Task instructions: Give back every line of the items below unchanged, but leave out the pictures.

Object position labeling entries
-*-

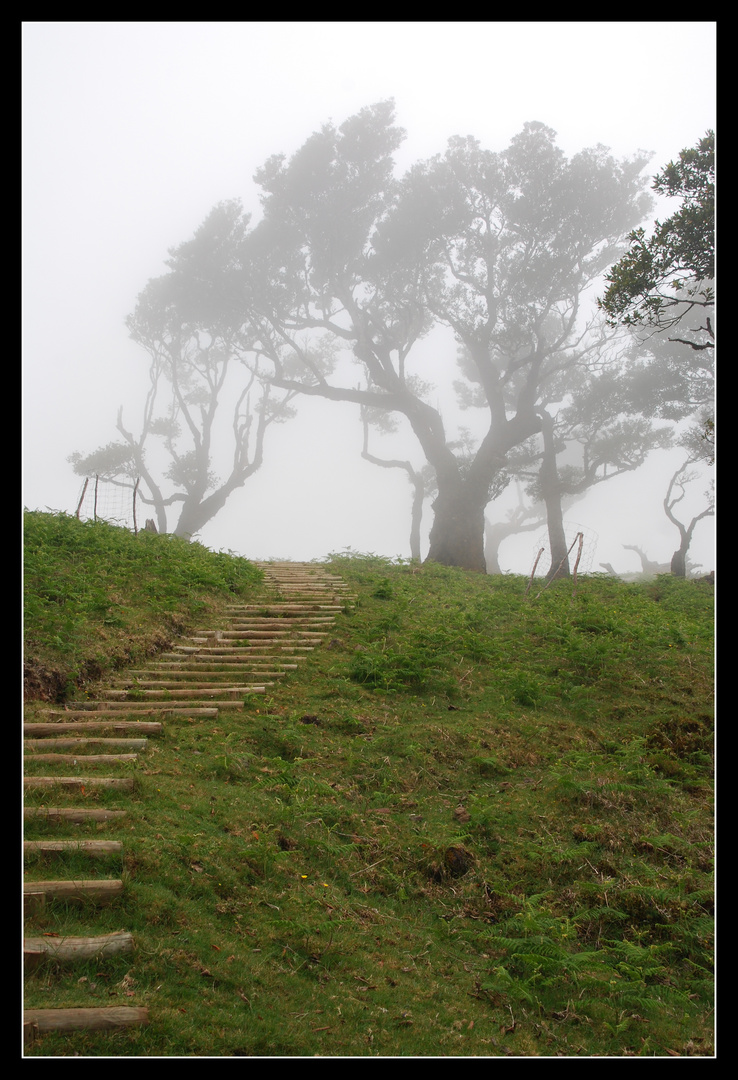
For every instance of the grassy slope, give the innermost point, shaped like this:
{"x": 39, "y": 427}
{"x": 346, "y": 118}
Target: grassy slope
{"x": 477, "y": 823}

-*-

Answer to this exercise:
For every instance of the grassy slope, give the innermost point, shaped like this:
{"x": 39, "y": 427}
{"x": 346, "y": 118}
Target: grassy slope
{"x": 477, "y": 823}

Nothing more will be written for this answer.